— begin —
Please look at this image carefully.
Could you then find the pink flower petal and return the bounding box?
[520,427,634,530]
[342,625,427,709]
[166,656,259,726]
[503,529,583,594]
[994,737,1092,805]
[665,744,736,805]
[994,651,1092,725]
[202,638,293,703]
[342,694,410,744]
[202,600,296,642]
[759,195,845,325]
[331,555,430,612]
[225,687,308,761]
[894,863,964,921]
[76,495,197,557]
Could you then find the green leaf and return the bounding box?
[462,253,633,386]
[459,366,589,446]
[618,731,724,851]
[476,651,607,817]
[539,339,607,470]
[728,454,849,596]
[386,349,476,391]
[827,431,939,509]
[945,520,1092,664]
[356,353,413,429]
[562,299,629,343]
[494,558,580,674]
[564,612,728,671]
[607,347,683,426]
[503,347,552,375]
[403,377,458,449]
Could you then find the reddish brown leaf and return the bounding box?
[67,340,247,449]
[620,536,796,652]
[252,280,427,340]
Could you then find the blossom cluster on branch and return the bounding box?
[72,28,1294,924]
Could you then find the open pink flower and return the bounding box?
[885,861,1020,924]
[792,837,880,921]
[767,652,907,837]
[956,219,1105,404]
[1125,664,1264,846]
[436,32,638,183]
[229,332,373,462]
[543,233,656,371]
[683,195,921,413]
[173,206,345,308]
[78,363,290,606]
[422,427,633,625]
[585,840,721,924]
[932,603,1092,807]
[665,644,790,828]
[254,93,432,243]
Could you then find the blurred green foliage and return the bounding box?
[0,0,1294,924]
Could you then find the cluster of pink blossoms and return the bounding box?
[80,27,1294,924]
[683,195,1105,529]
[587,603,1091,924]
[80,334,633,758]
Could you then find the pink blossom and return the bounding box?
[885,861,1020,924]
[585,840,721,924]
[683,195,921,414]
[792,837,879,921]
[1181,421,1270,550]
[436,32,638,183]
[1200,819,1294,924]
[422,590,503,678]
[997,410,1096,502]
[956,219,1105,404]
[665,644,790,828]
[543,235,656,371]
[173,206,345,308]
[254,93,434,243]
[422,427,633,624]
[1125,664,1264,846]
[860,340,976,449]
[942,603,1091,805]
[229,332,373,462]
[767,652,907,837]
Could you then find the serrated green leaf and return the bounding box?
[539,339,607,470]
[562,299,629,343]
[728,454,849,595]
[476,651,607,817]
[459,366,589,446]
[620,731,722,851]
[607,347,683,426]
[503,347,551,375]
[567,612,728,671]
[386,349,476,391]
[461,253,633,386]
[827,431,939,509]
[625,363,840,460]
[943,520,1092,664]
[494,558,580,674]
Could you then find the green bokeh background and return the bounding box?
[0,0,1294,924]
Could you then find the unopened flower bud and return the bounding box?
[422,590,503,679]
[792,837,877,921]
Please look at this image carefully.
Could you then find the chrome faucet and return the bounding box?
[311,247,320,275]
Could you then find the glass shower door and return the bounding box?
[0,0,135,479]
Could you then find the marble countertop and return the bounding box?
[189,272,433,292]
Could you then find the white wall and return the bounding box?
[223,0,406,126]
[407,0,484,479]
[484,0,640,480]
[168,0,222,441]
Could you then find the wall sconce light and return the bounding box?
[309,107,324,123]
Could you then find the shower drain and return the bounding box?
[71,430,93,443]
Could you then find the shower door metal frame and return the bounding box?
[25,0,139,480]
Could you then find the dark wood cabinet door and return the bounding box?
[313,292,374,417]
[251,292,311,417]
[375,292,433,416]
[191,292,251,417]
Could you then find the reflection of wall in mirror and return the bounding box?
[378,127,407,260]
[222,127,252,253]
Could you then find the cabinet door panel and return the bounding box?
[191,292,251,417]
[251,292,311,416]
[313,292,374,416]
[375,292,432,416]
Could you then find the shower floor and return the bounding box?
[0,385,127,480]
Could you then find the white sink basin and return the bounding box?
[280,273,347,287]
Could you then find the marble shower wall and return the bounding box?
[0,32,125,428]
— end —
**TASK**
Render each line of the entries above as a JSON list of strings, one string per line, leaving out any blank lines.

**OUTPUT FOR THIS TASK**
[
  "Please look at this image carefully.",
  "Could you then find the pink flower petal and return the bounding box?",
  "[520,427,634,530]",
  "[342,625,427,709]",
  "[166,656,259,726]",
  "[503,529,583,594]",
  "[994,737,1092,805]",
  "[665,744,736,805]",
  "[994,651,1092,725]",
  "[202,638,293,703]",
  "[342,694,410,744]",
  "[202,600,296,642]",
  "[759,195,845,325]",
  "[331,555,430,612]",
  "[225,687,308,761]",
  "[894,863,964,921]",
  "[76,495,197,557]",
  "Could you then find the green leaf and return the bounding box?",
  "[462,253,633,386]",
  "[459,366,589,446]",
  "[618,731,724,851]",
  "[476,651,607,817]",
  "[539,339,607,470]",
  "[728,454,849,596]",
  "[386,349,476,391]",
  "[827,431,939,509]",
  "[945,520,1092,664]",
  "[356,353,413,429]",
  "[562,299,629,343]",
  "[494,558,580,674]",
  "[564,612,728,671]",
  "[607,347,683,426]",
  "[503,347,552,375]",
  "[403,377,458,449]",
  "Could you then find the reddish brown leaf and return the bounding box?",
  "[67,340,247,449]",
  "[620,536,796,652]",
  "[252,280,427,340]",
  "Could you then find the blossom cluster on branch and return the bounding box?",
  "[72,28,1294,924]",
  "Could you then find the open pink flower and return the bounding box?",
  "[885,861,1020,924]",
  "[792,837,880,921]",
  "[767,652,907,837]",
  "[956,219,1105,404]",
  "[1125,664,1264,846]",
  "[436,32,638,183]",
  "[229,332,373,462]",
  "[543,233,656,371]",
  "[683,195,921,413]",
  "[173,206,345,308]",
  "[78,363,290,606]",
  "[422,427,633,625]",
  "[585,840,721,924]",
  "[932,603,1092,807]",
  "[665,644,790,828]",
  "[254,93,432,243]",
  "Could you then find the blurred green foliage and return the bounding box?",
  "[0,0,1294,924]",
  "Could you then find the cluster of pink blossoms and return the bounding box?",
  "[80,27,1294,924]",
  "[683,195,1105,529]",
  "[587,603,1091,924]",
  "[80,334,633,758]",
  "Could you then find the pink blossom and return the bounding box?",
  "[885,861,1020,924]",
  "[585,840,721,924]",
  "[683,195,921,414]",
  "[792,837,879,921]",
  "[1181,421,1270,550]",
  "[436,32,638,183]",
  "[1200,819,1294,924]",
  "[422,590,503,678]",
  "[997,410,1096,502]",
  "[956,219,1105,404]",
  "[665,644,790,828]",
  "[543,235,656,371]",
  "[173,206,345,308]",
  "[254,93,434,243]",
  "[422,427,633,624]",
  "[1125,664,1264,846]",
  "[860,340,976,449]",
  "[942,603,1091,805]",
  "[229,332,373,462]",
  "[767,652,907,837]",
  "Could you then find the serrated green leaf and return the bounding box?",
  "[539,339,607,470]",
  "[562,299,629,343]",
  "[728,454,849,595]",
  "[476,651,607,817]",
  "[459,366,589,446]",
  "[620,731,722,851]",
  "[607,347,683,426]",
  "[503,347,551,375]",
  "[567,612,728,671]",
  "[386,349,476,391]",
  "[461,253,633,386]",
  "[827,431,939,509]",
  "[625,363,840,460]",
  "[943,520,1092,664]",
  "[494,558,580,674]",
  "Could you then find the green bokeh background and return the bounding box?",
  "[0,0,1294,924]",
  "Could you then find the unopened flower bud and return the bounding box?",
  "[422,590,503,679]",
  "[792,837,877,921]",
  "Please look at this image carefully.",
  "Could you then find the chrome faucet and return the bounding box?",
  "[311,247,320,275]",
  "Could you then find the glass shower door and return the bounding box?",
  "[0,0,135,479]",
  "Could you then find the marble countertop and return the bounding box?",
  "[189,272,433,292]",
  "Could you then find the white wall and return the bounding box?",
  "[223,0,406,126]",
  "[407,0,484,479]",
  "[484,0,640,480]",
  "[168,0,222,441]",
  "Could you then find the wall sconce light and return the bounding box?",
  "[309,107,324,123]",
  "Could you then find the shower drain and return the bounding box?",
  "[71,430,93,443]",
  "Could you then find the shower door metal frame and return the bounding box?",
  "[25,0,139,480]",
  "Could you then find the dark wood cabinet door and return the bounding box?",
  "[313,292,374,417]",
  "[251,292,311,417]",
  "[375,292,433,416]",
  "[191,292,251,417]",
  "Could you then find the reflection of wall in mirror and return the bounding box?",
  "[378,127,407,260]",
  "[222,127,252,253]",
  "Could you then find the cabinet door panel and return the bounding box?",
  "[191,292,251,417]",
  "[251,292,311,416]",
  "[313,292,374,416]",
  "[375,292,432,416]",
  "Could you then find the shower floor and return the bounding box?",
  "[0,385,127,480]",
  "Could you then find the white sink basin and return the bounding box?",
  "[280,273,347,287]",
  "Could you then find the marble shower wall and return the bounding box?",
  "[0,32,125,428]"
]